Texto escolhido:
★ ★ ★
Esta verdade e esta regra têm natural e justamente excepções já que é o Orçamento de Estado e os impostos cobrados que suportam os encargos, por exemplo, com os regimes não contributivos, o que acontece desde que, em boa hora, se pôs fim a uma prática de 10 anos de cavaquismo que se calcula ter prejudicado a segurança social em cerca de mil milhões de contos.
Já vem de longe esta concepção ou percepção de que as pensões e reformas seriam uma benesse do Estado para o que, ao contrário do que sucede noutros países europeus, em muito terá contribuido, em Portugal ter sido sempre relativamente fraca a consciência de que a segurança social é sobretudo um património comum dos trabalhadores.
E só aquela erradíssima concepção poderá explicar o facto ainda hoje muito pouco conhecido de um Orçamento de Estado anterior (o de 2013 deve ter mantido isso), em puro contrabando legislativo, ter legislado no sentido de que os reformados da segurança social se porventura recebessem qualquer tipo de remuneração de entidades públicas teriam de optar por uma delas - a reforma ou a remuneração, o que na maioria dos casos, significariam trabalharem, de forma esporádica ou continuada, à borla para qualquer entidade pública.
★ ★ ★
Material fornecido:
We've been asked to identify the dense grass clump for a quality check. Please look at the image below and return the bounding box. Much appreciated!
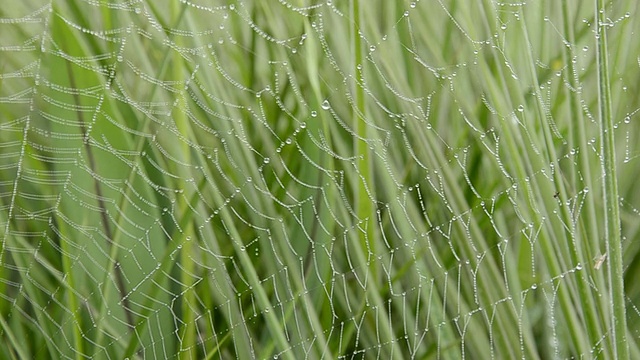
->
[0,0,640,359]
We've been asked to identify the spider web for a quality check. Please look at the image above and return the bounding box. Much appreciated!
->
[0,0,640,359]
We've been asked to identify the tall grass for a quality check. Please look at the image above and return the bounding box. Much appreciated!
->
[0,0,640,359]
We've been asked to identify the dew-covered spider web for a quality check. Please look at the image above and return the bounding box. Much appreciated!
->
[0,0,640,359]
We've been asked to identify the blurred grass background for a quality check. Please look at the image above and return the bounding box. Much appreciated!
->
[0,0,640,359]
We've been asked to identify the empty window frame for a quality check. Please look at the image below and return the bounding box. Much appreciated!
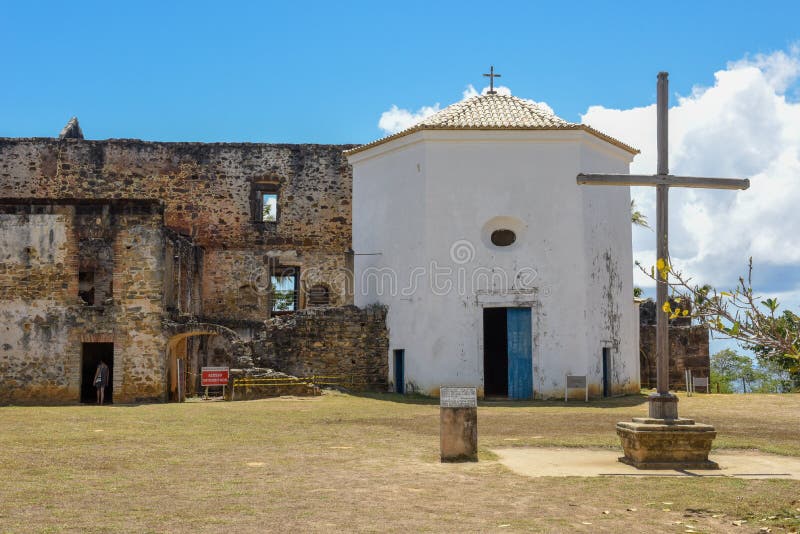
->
[251,184,279,223]
[270,267,300,313]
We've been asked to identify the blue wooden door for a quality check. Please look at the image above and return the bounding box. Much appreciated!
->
★ ★ ★
Tarefas:
A. Reproduza textualmente as linhas da listagem desde a que contém "We've been asked to identify the blurred" até ao fim da listagem, com ambas as extremidades incluídas, e deixe as imagens fora da resposta.
B. Dê seguimento ao texto sobre a segurança social e as pensões a partir do ponto em que ele termina.
O texto e a listagem não têm qualquer relação entre si.

Respostas por tarefa:
A.
We've been asked to identify the blurred grass background for a quality check. Please look at the image above and return the bounding box. Much appreciated!
->
[0,0,640,359]
We've been asked to identify the empty window frame for a quality check. Please look at the image below and return the bounding box. Much appreciated!
->
[251,184,279,223]
[270,267,300,313]
We've been asked to identify the blue wooden door for a quality check. Please look at the image above and return the bounding box. Much appreciated!
->

B.
O desconchavo desta disposição fica bem à vista se se perceber que um aposentado pela Caixa Geral de Aposentações pode auferir o que quiser de entidades privadas mas já um reformado da segurança social mesmo que, como eu, tenha 42 anos de carreira contributiva no sector privado, já não pode acumular a sua reforma nem com um cêntimo recebido por qualquer trabalho prestado a uma entidade pública.
Ora isto, ofende manifestamente, dois princípios que deviam ser sagrados: o primeiro é que a reforma, desde que reunidos os exigidos requisitos legais, é um direito adquirido e não uma proibição de continuar a trabalhar, se essa for a vontade dos cidadãos em causa; a segunda é que o trabalho de qualquer tipo deve ser remunerado.
E, por causa disto, certamente que poucos leitores o saberão,
houve cidadãos que ou deixaram de fazer qualificados programas para a RDP ou de nela participarem em termos de comentário político ou então, em bofetada de luva branca continuam hoje a gastar tempo, esforços e trabalho não despiciendos para os manter não recebendo um cêntimo sequer por isso e inevitavelmente ainda gastando algum do seu bolso.